TEXT TO READ:
Lots of people love to say they find modern books more appealing than classics. But of COURSE you would find modern literature more appealing...you live in the context in which it is written. Even if the book is an epic fantasy set in a magical world, the work itself is grounded in the world you know. You don't have to really work at it to pick up what it going on. Classics? They require work. They were written for time periods and cultures that have pasted. They make assumptions about the knowledge base of the reader that may not be true about readers today. You can't really understand most American Literature before the 20th century without having a firm understanding of the literary influences of the Bible. Most literature out of the Middle Ages assumes the reader has a strong foundation in classical mythology. If you don't, you will simply miss a lot of the references and innuendos.

Human nature being what it is, we always find more appealing that which more closely reflects our reality. The classics require leaving our comfort zone and looking at the world in a different way. That is hard for a lot of people. It also requires a certain level of empathy for the past. It is very easy to simply dismiss a classic because our modern sensibilities consider it racist or sexist or whatever. But if we can put aside our self-congratulatory righteousness, the classics can provide a valuable window into the past.


----------



## Jasperwocky (Nov 17, 2016)

Bards and Sages (Julie) said:


> Understanding any book, whether a classic or modern, requires understanding the context in which it was written. Appreciation for the classics often requires an understanding of the time period in which it was written.


This is true.

However, some classics are universal. I'm reading Middlemarch by George Elliot at the moment. It's absolutely brilliant because she understands humans. I'd probably get a more out of it if i knew more about the Reform Act or the dissenting church, but the main joy comes from an author gently skewering our little vanities, pretensions, conceits and concerns, which haven't actually changed at all.

I also listen to the classics on audiobook. This started with me being a cheapskate and wanting the longest books possible for my one monthly audible credit. Now I love listening to some rambling digression on the economics of victorian farming (looking at you, Victor Hugo!) as I walk to work, it puts me in a kind of meditative state.


----------



## Geoffrey (Jun 20, 2009)

One of the most difficult parts of being an English major was that I found much of the required reading tedious.  Most things pre-Georgian I enjoyed (except those dreary Puritan writers) but I never really enjoyed writers from the Georgian and Victorian eras with some few exceptions.  This is more true of English and American writers in those eras, but it's not until the early 20th Century and not into the 21st that I've enjoyed the writing styles of various periods again.


----------



## MariaESchneider (Aug 1, 2009)

I was never a big fan of it.  I revisited some of the classics that I hadn't read when I started writing cozy fiction (I don't know why.  I just thought I should be well read.)  I liked Mark Twain and that's about it.  I tried for the third or fourth time to get through Wuthering and I still loathed it.  I'd already read 1984 and found it dark.  I read a short story by Abraham Lincoln (not really a classic, but it seemed like the thing  to read at the time).  Classics tend to have some sort of historical significance, but I found them unpleasant to read.  Some of them were like peas, okay, but not really a meal.  Others were like drinking milk that has just started to turn.  You keep sipping, but it's generally distasteful, although probably still nutritious.  You're not sure it's turned, but you'd rather not drink it.

INFORMATION GIVEN:

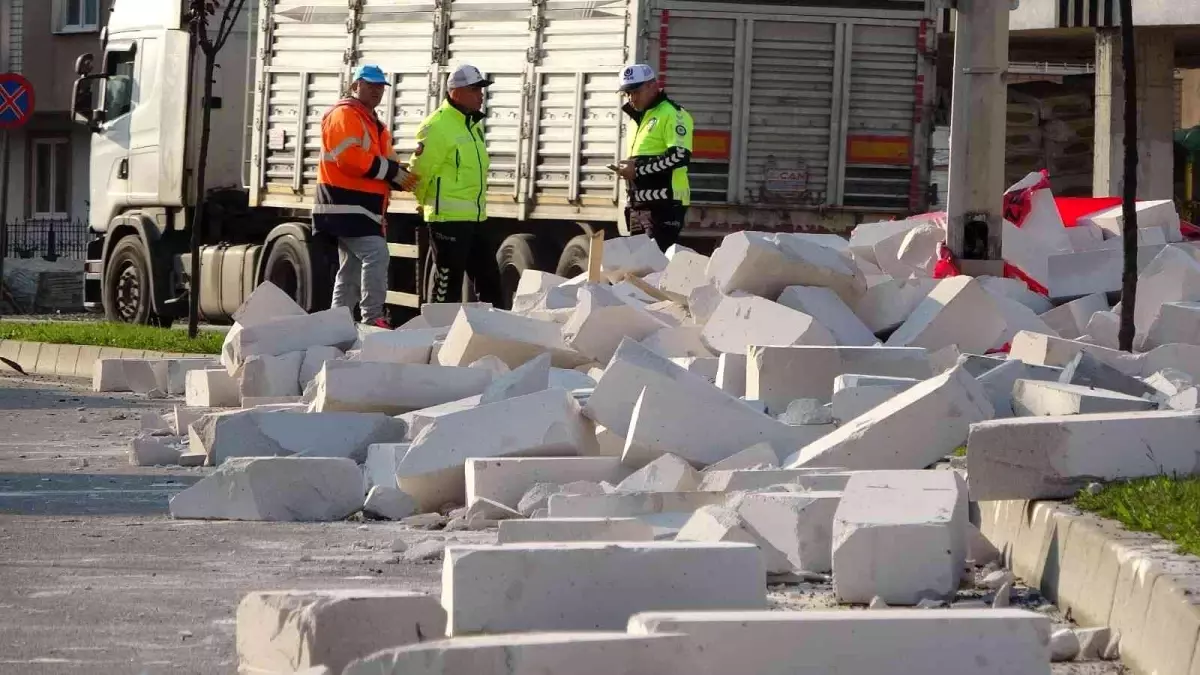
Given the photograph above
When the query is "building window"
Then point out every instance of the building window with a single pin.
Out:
(77, 16)
(51, 178)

YOUR TASKS:
A. In the thread on classic literature, what does most literature out of the Middle Ages assume the reader has?
B. Translate this sentence from the thread on classic literature into Spanish: "The classics require leaving our comfort zone and looking at the world in a different way."
Work only from the thread on classic literature.

RESPONSES FOR EACH TASK:
A. It assumes the reader has a strong foundation in classical mythology.

B. Los clásicos exigen salir de nuestra zona de confort y mirar el mundo de una manera diferente.